A list of all metric definitions can be found here.

Prerequisites

An EKS cluster. If you don’t have an EKS cluster, please create one using this guide.
kubectl installed and logged in.
helm
SigNoz Cloud Account

Setting up SigNoz

You need a backend to which you can send the collected data for monitoring and visualization. SigNoz is an OpenTelemetry-native APM that is well-suited for visualizing OpenTelemetry data.

SigNoz cloud is the easiest way to run SigNoz. You can sign up here for a free account and get 30 days of unlimited access to all features.

You can also install and self-host SigNoz yourself. Check out the docs for installing self-host SigNoz.

Setting Up OpenTelemetry Collector - SigNoz

Deploying the OpenTelemetry Collector can be approached in two distinct ways, depending on your infrastructure and familiarity with OpenTelemetry:

SigNoz Managed Helm Charts: Ideal for most users seeking a streamlined setup with optimized defaults.
Vanilla OpenTelemetry Helm Charts (Advanced): Suitable for advanced users with pre-existing infrastructure or custom requirements.

Installing with SigNoz Managed Helm Charts

SigNoz provides Helm charts that package OpenTelemetry Collectors in a flavor optimized for SigNoz users. It simplifies the installation with some defaults.

Step 1: Install SigNoz Helm Chart

To set up the OpenTelemetry Collector for SigNoz, you'll first need your ingestion key and the specific region your instance is hosted in. This information is vital for configuring the collector to send data to your SigNoz instance securely. You can retrieve these details from your SigNoz settings page.

*You can find ingestion details in the SigNoz dashboard*

Once you have your ingestion key and region, use the following commands to add the SigNoz Helm repository and install the OpenTelemetry Collector in your Kubernetes cluster:

helm repo add signoz https://charts.signoz.io
helm install -n signoz  --create-namespace kubelet-otel signoz/k8s-infra \
--set signozApiKey=<ingestionKey> --set otelCollectorEndpoint="ingest.<region>.signoz.cloud:443" --set otelInsecure=false

Replace <ingestionKey> with the key you obtained from your settings page and <region> with the region information.

After running the install command, you should see an output confirming that the Helm chart has been deployed.

• **Extracted information**
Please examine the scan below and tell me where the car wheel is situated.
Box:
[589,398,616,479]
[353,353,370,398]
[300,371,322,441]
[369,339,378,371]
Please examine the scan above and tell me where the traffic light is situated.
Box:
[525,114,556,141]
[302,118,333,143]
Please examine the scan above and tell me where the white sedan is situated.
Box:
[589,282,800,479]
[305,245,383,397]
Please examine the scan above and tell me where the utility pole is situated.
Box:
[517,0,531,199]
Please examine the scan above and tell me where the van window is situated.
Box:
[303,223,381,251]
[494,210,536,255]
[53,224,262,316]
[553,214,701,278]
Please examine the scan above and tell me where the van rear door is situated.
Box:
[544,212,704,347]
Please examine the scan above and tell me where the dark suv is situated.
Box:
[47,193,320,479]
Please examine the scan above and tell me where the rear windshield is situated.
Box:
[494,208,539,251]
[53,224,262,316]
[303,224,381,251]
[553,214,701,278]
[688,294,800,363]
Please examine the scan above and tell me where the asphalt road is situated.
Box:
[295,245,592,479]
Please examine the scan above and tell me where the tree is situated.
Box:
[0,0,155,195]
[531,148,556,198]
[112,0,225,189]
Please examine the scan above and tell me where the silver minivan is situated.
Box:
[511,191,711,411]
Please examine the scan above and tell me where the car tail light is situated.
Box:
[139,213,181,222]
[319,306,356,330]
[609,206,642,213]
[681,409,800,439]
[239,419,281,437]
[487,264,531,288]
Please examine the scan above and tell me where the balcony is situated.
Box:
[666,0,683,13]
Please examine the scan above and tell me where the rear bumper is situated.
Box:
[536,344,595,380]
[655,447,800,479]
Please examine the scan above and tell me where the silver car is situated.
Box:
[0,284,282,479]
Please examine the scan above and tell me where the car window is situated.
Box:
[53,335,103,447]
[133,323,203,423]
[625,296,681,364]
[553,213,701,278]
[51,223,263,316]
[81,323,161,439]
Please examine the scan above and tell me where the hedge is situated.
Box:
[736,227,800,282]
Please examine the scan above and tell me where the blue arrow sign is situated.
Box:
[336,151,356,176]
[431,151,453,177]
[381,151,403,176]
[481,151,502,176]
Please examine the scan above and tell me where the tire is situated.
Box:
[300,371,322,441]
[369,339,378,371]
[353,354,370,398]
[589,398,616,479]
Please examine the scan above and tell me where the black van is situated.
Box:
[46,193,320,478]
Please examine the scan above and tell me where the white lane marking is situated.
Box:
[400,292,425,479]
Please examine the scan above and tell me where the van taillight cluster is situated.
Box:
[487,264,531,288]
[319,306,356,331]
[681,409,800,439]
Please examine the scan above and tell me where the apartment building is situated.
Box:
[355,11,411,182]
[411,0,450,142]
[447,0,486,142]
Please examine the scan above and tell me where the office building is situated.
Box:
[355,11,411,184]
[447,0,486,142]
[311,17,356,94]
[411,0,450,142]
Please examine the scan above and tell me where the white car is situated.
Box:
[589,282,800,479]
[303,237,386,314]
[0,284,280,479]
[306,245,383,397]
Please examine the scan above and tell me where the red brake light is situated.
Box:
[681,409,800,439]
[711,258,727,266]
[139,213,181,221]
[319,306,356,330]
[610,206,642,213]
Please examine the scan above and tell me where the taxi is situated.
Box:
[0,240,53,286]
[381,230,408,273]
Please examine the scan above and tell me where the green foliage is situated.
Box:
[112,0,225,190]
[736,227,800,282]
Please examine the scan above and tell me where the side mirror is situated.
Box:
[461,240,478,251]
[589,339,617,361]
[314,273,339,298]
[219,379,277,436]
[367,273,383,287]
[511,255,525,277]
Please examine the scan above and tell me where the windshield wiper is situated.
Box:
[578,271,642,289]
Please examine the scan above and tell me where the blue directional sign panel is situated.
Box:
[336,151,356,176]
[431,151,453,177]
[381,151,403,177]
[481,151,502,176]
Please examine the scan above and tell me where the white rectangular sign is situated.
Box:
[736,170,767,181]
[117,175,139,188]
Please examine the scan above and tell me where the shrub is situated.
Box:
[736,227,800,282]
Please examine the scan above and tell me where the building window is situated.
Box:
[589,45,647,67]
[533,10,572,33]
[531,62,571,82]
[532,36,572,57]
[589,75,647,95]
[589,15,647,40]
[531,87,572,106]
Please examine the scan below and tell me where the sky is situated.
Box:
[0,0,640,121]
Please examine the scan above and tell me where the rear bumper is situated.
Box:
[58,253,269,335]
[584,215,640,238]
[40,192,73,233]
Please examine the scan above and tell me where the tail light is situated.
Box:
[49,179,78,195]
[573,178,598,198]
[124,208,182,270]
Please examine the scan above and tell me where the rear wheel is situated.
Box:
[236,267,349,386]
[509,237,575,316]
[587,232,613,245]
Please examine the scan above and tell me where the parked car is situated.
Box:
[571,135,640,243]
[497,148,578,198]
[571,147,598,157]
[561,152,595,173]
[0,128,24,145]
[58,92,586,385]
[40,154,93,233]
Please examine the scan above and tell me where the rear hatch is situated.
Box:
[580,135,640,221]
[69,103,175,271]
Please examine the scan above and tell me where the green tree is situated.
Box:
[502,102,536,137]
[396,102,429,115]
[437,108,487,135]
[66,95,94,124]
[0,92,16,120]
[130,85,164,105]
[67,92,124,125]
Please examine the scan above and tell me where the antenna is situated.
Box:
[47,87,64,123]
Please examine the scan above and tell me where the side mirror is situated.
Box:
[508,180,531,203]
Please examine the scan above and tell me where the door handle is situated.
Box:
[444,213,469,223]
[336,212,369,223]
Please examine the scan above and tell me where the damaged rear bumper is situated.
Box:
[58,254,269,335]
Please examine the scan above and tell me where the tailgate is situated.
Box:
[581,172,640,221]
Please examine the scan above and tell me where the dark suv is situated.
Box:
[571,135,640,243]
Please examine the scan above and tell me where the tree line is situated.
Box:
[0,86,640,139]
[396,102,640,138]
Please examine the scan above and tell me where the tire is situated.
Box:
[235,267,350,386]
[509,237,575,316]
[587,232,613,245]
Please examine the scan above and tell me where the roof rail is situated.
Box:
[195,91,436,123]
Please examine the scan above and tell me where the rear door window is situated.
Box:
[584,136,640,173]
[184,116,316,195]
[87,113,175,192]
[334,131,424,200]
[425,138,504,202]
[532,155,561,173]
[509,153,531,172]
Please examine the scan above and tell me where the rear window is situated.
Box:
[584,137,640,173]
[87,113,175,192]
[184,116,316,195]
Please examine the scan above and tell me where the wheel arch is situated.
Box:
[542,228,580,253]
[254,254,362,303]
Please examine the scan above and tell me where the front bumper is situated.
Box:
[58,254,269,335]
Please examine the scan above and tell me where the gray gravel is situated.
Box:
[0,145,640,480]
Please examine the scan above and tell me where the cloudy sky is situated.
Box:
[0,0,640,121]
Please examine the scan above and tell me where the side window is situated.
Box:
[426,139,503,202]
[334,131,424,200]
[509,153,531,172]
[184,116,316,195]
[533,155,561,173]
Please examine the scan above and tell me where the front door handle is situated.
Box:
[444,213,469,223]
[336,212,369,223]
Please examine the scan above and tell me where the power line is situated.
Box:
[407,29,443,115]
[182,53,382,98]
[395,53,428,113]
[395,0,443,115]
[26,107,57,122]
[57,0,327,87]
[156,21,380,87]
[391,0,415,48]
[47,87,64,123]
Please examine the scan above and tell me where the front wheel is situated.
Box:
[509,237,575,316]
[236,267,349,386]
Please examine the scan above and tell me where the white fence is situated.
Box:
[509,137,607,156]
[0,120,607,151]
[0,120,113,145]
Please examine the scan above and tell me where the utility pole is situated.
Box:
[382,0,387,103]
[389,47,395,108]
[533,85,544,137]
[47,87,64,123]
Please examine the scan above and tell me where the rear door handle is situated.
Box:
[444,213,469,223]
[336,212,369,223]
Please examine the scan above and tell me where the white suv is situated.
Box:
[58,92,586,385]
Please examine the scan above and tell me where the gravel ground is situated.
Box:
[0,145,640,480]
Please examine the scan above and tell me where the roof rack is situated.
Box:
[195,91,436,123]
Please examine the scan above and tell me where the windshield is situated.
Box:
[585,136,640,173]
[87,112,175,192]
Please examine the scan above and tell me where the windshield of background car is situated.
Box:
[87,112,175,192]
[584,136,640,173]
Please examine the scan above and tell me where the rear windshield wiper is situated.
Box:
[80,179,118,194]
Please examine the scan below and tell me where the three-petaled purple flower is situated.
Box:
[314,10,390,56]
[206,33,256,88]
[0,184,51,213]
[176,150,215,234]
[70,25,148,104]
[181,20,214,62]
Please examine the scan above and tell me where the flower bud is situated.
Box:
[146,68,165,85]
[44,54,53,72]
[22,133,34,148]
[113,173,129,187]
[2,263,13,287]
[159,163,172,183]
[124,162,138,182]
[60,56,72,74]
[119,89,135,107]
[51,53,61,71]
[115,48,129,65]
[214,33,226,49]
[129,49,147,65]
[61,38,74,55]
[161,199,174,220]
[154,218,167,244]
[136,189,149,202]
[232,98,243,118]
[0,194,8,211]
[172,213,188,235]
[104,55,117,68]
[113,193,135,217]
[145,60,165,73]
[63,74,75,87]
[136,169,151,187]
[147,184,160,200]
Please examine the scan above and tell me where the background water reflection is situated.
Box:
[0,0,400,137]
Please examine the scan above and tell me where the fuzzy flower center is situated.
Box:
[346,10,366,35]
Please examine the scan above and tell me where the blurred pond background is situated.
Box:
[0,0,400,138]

• **Exercise instructions**
• A. Please update the SigNoz setup guide by rewriting the stretch from "Setting up SigNoz" through "to all features.", with "free account" changed to "trial account".
• B. Write what follows the final sentence of the SigNoz setup guide.

• **Outputs in order**
• A.
Setting up SigNoz

You need a backend to which you can send the collected data for monitoring and visualization. SigNoz is an OpenTelemetry-native APM that is well-suited for visualizing OpenTelemetry data.

SigNoz cloud is the easiest way to run SigNoz. You can sign up here for a trial account and get 30 days of unlimited access to all features.

• B.
Step 2: Verifying and Debugging Output

Viewing OpenTelemetry Agent Logs

To check the logs of the OpenTelemetry agent, execute:

kubectl logs -f -n signoz -l app.kubernetes.io/component=otel-agent

Checking Collector Configuration

The Helm chart simplifies the OpenTelemetry setup. To see the generated configuration, use:

kubectl get cm/kubelet-otel-k8s-infra-otel-agent -n signoz -o yaml

*Generated configuration through helm charts*

Ensuring Correct Configuration

The OTLP Endpoint and SigNoz API Key can be verified by running the command below. You should also make sure OTLP Insecure is false. SigNoz always consumes data via the TLS endpoint. It ensures encryption during transit and prevents misuse due to accidental PII logging or tokens being logged.

To validate that the OpenTelemetry Collector is correctly configured with the appropriate credentials and endpoints:

Verify the OTLP (OpenTelemetry Protocol) endpoint is accurately specified. This endpoint should correspond to the ingestion endpoint provided by SigNoz, typically formatted as ingest.<region>.signoz.cloud:443.
Check that the SigNoz API key matches the one obtained from your SigNoz instance settings. This key is crucial for authentication and data ingestion.
Ensure that the OTEL_EXPORTER_OTLP_INSECURE setting is false. SigNoz mandates the use of TLS to secure data in transit, which is particularly vital if any personally identifiable information (PII) or sensitive tokens might inadvertently be logged.

The following command retrieves the DaemonSet configuration, where you can review these settings:

kubectl get ds/kubelet-otel-k8s-infra-otel-agent -n signoz -o yaml

Review the output for the OTEL_EXPORTER_OTLP_ENDPOINT, SIGNOZ_API_KEY, and OTEL_EXPORTER_OTLP_INSECURE environment variables, ensuring they align with the information from your SigNoz ingestion settings page.

Advanced: Installing with OpenTelemetry Helm Charts

Before proceeding with the vanilla charts, ensure you deeply understand your current infrastructure and OpenTelemetry's configuration requirements. This approach is recommended for advanced users who need to integrate the collector into a multi-faceted observability stack.

Refer to the official documentation for the Helm chart for comprehensive instructions and configuration options: OpenTelemetry Helm Charts Documentation.

To begin the installation, add the OpenTelemetry Helm repository and deploy the collector to your cluster. You will need to create a custom configuration file, such as advanced-signoz.yaml, tailored to your specific requirements.

helm repo add open-telemetry https://open-telemetry.github.io/opentelemetry-helm-charts
helm install -n platform --create-namespace otel-collector open-telemetry/opentelemetry-collector -f advanced-signoz.yaml

Example Configuration for advanced-signoz.yaml

In your configuration file, ensure to replace <ingestionKey> with your actual SigNoz ingestion key and <region> with the appropriate region associated with your SigNoz instance.

# advanced-signoz.yaml
mode: daemonset

presets:
  kubeletMetrics:
    enabled: true

config:
  exporters:
    otlp:
      endpoint: "ingest.<region>.signoz.cloud:443"
      tls:
        insecure: false
      headers:
        "signoz-ingestion-key": "<ingestionKey>"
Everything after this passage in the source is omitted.